- List of tasks:
• A. In the Ferrari Mondial article, in what year was the Mondial introduced as a coupe?
• B. Please rewrite the Ferrari Mondial article between "It’s been a" and "me to (re)present….", inclusive, swapping "underrated" for "undervalued".

*** Document section ***

It’s been a while since I’ve chimed in at MFL. Work obligations got the better of me, but now I’m back and I’d finally like to put forth the first installment on a series of underrated cars –  magnificent machines that won’t (necessarily) break the bank, and hold their own with the best in terms of style, performance, or at least my opinion. The idea with this series is to put forward vehicles that are often overlooked for any variety of reasons, be it ubiquity, long held prejudice, or just generally passed over for one reason or another, but are actually some truly great cars. It’s called Cars You Need To Love. For the first installment I’ve chosen my personal favourite in the category of wrongly maligned and ignored autos. So without further ado, allow me to (re)present….

The Ferrari Mondial



The Ferrari Mondial was introduced as a coupe in 1980, replacing the “Dino” 308GT/4 as the new 2+2 GT car in the line-up. The GT/4, a truly great car in it’s own right, was a bit of an odd bird for Ferrari. It was one of two Ferrari’s, along with the 206/246 GT series, that didn’t technically start out as Ferrari’s. They were built under the Dino marquee as more affordable, user friendly machines to broaden Ferrari’s consumer base throughout the late 60’s and 70’s. When the 246 series ceased production in 1974, the 4 seater 308 GT/4 was the sole “Dino” left on the market. But that didn’t last long. By 1976, the 308GT/4 had been re-branded as a Ferrari. Turns out that consumers all knew they were buying a Ferrari, and that was part of the issue. The cars were made by Ferrari and the engines said Ferrari, so it seems consumers felt the badges on the car should say Ferrari as well, and that anything less was a bit of a disappointment. Sales reflected that thinking, at least in the USA. I know Dino owners who’ve spent many hours over the years explaining to everyone from first dates to fellow car nuts that their Dino’s were in fact Ferrari’s (now an accepted fact). Additionally, the 308 GT/4 was a blip in Ferrari’s more or less strict allegiance to design house Pininfarina, with the job of the GT/4 having been given to competing house Bertone. Bertone delivered a wedge shaped car totally devoid of the rolling elegant curves that typified Pininfarina’s designs, and that also had Ferrari fans squawking at the time. When the time came for a successor to the 308 GT/4, the job went to Pininfarina.

*** Excerpted records ***

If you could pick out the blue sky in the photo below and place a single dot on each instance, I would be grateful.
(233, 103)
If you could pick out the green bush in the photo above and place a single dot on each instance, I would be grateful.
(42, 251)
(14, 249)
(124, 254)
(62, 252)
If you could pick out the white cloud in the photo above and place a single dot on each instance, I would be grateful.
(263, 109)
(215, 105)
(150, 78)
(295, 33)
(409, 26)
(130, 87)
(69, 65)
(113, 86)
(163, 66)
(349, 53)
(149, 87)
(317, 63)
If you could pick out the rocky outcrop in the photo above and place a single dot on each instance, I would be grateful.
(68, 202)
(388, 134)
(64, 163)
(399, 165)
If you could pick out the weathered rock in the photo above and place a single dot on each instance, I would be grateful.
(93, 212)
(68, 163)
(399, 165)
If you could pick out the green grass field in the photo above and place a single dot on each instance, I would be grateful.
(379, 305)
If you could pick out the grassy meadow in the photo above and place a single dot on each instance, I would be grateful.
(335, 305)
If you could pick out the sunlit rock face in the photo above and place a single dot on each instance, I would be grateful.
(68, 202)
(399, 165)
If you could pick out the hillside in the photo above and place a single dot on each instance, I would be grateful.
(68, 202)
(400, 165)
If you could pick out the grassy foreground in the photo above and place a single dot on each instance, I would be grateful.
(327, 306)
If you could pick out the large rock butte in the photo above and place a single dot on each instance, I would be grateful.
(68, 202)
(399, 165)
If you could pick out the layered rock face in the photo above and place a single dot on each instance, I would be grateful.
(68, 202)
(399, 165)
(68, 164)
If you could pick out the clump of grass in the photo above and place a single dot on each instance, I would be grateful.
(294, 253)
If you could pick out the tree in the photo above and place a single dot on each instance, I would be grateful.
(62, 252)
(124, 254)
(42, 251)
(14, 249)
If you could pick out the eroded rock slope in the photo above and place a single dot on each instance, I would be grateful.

***

- Answers provided:
• A. 1980

• B.
It’s been a while since I’ve chimed in at MFL. Work obligations got the better of me, but now I’m back and I’d finally like to put forth the first installment on a series of undervalued cars –  magnificent machines that won’t (necessarily) break the bank, and hold their own with the best in terms of style, performance, or at least my opinion. The idea with this series is to put forward vehicles that are often overlooked for any variety of reasons, be it ubiquity, long held prejudice, or just generally passed over for one reason or another, but are actually some truly great cars. It’s called Cars You Need To Love. For the first installment I’ve chosen my personal favourite in the category of wrongly maligned and ignored autos. So without further ado, allow me to (re)present….